Exercise requirements
Report, word for word, each line from the items below that contains the word "logo". Case counts.

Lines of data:
=-=-=-=-=
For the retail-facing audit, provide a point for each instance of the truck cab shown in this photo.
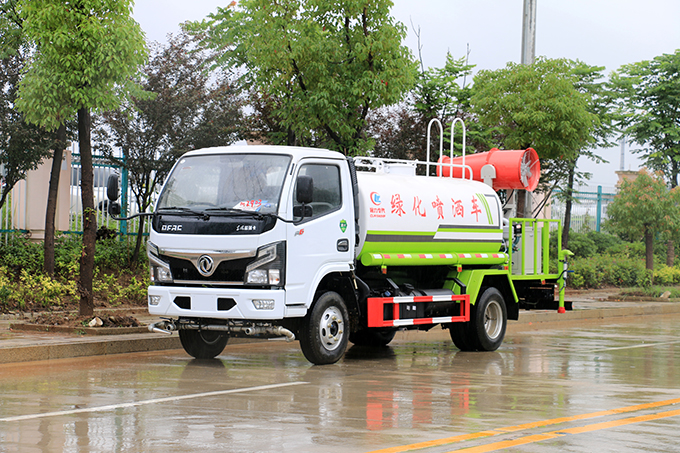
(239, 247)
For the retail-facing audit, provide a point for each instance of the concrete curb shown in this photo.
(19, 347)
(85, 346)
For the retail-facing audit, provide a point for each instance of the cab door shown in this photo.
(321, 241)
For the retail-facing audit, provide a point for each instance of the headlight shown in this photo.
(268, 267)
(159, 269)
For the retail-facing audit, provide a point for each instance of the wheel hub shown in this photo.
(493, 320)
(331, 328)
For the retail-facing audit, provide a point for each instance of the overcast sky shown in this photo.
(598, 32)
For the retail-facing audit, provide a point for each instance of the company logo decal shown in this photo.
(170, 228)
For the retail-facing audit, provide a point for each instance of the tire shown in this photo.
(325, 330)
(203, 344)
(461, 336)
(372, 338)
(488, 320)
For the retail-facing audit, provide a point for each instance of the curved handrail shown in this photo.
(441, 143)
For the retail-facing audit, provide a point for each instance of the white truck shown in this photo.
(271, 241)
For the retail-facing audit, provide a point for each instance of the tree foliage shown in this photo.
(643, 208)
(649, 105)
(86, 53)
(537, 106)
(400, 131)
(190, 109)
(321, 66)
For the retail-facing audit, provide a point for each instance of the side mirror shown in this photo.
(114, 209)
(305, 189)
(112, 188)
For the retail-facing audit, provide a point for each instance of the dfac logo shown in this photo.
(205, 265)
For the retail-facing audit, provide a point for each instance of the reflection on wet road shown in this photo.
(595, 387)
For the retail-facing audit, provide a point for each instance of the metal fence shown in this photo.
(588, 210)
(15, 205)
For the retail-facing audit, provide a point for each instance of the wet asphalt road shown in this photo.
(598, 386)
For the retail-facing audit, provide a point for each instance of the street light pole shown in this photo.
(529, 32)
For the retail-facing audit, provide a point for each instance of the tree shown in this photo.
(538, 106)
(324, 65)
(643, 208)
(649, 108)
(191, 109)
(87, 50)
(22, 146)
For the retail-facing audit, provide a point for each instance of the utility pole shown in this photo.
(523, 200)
=-=-=-=-=
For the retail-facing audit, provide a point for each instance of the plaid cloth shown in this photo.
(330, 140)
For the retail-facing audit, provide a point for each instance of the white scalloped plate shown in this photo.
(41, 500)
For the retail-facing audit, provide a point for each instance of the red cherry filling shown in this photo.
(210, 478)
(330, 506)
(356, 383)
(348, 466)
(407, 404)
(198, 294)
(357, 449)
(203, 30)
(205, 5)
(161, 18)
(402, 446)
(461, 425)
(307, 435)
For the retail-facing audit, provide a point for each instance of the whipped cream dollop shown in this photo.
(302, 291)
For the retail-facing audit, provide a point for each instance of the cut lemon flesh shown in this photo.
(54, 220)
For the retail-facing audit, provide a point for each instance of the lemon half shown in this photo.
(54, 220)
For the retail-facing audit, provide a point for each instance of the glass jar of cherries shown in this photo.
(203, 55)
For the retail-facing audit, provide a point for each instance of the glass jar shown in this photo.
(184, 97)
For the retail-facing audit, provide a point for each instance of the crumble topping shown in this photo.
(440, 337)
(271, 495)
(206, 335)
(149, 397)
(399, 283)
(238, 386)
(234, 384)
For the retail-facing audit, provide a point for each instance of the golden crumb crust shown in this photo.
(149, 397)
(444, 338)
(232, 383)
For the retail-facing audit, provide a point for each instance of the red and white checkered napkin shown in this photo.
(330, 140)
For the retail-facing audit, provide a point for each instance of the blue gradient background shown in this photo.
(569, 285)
=-=-=-=-=
Written answer
For the retail-facing audit, provide a point for each instance of the company logo decal shown in this photo.
For the retail-facing audit, provide a point for each instance of the dfac logo shown in this photo.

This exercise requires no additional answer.